> **The problem**:
Please reproduce the material below verbatim, every line in its original order.

> **Excerpts from annotation records**:
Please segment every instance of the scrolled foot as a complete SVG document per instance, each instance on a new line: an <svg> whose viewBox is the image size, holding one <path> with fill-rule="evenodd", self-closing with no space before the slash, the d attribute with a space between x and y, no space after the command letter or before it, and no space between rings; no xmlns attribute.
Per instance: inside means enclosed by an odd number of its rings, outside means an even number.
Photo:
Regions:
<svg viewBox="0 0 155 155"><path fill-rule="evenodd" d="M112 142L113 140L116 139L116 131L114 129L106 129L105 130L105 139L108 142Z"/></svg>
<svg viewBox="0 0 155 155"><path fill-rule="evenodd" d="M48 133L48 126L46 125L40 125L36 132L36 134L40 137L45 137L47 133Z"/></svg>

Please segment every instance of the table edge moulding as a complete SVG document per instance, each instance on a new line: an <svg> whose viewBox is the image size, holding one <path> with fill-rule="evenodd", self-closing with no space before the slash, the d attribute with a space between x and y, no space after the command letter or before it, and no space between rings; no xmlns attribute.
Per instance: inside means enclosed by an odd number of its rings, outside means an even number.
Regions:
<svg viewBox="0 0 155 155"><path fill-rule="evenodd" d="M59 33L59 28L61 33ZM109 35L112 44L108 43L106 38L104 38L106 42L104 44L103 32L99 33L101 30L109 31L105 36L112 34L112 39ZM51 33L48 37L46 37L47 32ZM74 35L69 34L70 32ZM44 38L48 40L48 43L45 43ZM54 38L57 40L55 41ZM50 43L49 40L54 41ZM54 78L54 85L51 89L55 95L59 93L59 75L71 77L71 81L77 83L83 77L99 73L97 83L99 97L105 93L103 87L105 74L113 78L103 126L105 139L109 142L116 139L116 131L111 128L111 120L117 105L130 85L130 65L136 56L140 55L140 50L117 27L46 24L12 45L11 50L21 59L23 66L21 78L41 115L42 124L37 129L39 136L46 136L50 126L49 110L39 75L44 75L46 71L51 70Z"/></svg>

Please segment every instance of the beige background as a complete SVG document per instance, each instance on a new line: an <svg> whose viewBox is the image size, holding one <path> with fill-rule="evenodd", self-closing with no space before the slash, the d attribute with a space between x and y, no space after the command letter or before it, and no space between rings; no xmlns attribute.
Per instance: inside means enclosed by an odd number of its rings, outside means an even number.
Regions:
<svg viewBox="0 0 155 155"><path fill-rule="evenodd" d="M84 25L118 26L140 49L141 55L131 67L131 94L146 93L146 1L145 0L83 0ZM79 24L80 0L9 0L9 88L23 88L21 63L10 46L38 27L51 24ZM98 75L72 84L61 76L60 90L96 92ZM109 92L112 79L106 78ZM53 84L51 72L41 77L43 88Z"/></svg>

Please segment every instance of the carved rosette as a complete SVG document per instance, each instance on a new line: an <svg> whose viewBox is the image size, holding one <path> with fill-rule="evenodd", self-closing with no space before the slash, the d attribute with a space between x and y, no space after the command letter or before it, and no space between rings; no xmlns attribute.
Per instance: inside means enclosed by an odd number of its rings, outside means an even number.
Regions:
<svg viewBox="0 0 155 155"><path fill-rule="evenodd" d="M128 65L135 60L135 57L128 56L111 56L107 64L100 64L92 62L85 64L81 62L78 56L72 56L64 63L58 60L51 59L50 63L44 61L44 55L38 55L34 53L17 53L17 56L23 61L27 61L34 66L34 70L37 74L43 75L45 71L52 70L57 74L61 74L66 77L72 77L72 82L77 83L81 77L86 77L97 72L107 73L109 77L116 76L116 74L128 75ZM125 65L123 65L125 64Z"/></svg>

> **Answer in full**:
Please segment every instance of the scrolled foot as a complete SVG document per instance, each instance on a new line: an <svg> whose viewBox is the image size, holding one <path> with fill-rule="evenodd", self-closing with no space before the slash, the d attribute with a space between x and y, no space after the command letter or before it, and no space between rings; no xmlns attribute.
Per instance: inside means enclosed by an odd number of its rings, outside means an even number.
Photo:
Regions:
<svg viewBox="0 0 155 155"><path fill-rule="evenodd" d="M112 142L113 140L116 139L116 131L114 129L106 129L105 130L105 139L108 142Z"/></svg>
<svg viewBox="0 0 155 155"><path fill-rule="evenodd" d="M48 133L48 126L46 125L40 125L36 132L36 134L40 137L45 137L47 133Z"/></svg>

Please segment every instance of the table edge moulding as a complete SVG document per instance, each instance on a new line: an <svg> whose viewBox is the image size, holding one <path> with fill-rule="evenodd", self-closing with no space before the slash, the d attribute with a space between x and y, no space after the command letter or before it, and no space between rings; no xmlns attribute.
Per instance: inside means enclosed by an odd number of its rings, outside means an even number.
Regions:
<svg viewBox="0 0 155 155"><path fill-rule="evenodd" d="M59 33L59 28L61 33ZM109 35L112 44L108 43L106 38L104 38L106 42L104 44L103 32L99 33L101 30L109 31L105 36L112 34L112 39ZM51 33L48 37L46 37L47 32ZM74 35L69 34L70 32ZM44 38L48 40L48 43L45 43ZM54 38L57 40L55 41ZM50 43L49 40L54 41ZM54 78L54 85L51 89L55 95L59 93L59 75L71 77L71 81L77 83L83 77L99 73L97 83L99 97L105 93L103 87L105 74L113 78L103 126L105 139L109 142L116 139L116 131L111 128L111 120L117 105L130 85L130 65L136 56L140 55L140 50L117 27L46 24L12 45L11 50L21 59L23 66L21 78L41 115L42 124L37 129L39 136L46 136L50 126L49 110L39 75L44 75L46 71L51 70Z"/></svg>

Please segment every instance of the beige background as a complete SVG document per instance, each instance on a new line: an <svg> whose viewBox is the image size, holding one <path> with fill-rule="evenodd", self-closing with no space before the slash, the d attribute with a space between x and y, no space after the command letter or before it, and no space between rings; no xmlns attribute.
Per instance: inside means enclosed by an odd number of its rings, outside means an even number.
Regions:
<svg viewBox="0 0 155 155"><path fill-rule="evenodd" d="M84 25L118 26L140 49L141 55L131 67L131 94L146 93L146 1L145 0L83 0ZM79 24L80 0L9 0L9 88L23 88L21 63L10 46L38 27L51 24ZM98 75L72 84L61 76L60 90L96 92ZM109 92L112 79L106 78ZM53 84L51 72L41 77L43 88Z"/></svg>

Please segment every instance of the carved rosette as a complete SVG document per instance, each instance on a new line: an <svg> whose viewBox is the image size, holding one <path> with fill-rule="evenodd", self-closing with no space before the slash, the d attribute with a space between x and y, no space after the command letter or before it, and no space between rings; no xmlns attribute.
Per instance: inside means enclosed by an odd number of its rings, outside means an even number.
Regions:
<svg viewBox="0 0 155 155"><path fill-rule="evenodd" d="M128 65L135 60L135 57L128 56L111 56L107 64L100 64L92 62L85 64L81 62L78 56L72 56L64 63L58 60L51 59L50 63L44 61L44 55L38 55L34 53L17 53L17 56L23 61L27 61L34 66L34 70L37 74L43 75L45 71L52 70L57 74L61 74L66 77L72 77L72 82L77 83L81 77L86 77L97 72L107 73L109 77L116 76L116 74L128 75ZM125 65L123 65L125 64Z"/></svg>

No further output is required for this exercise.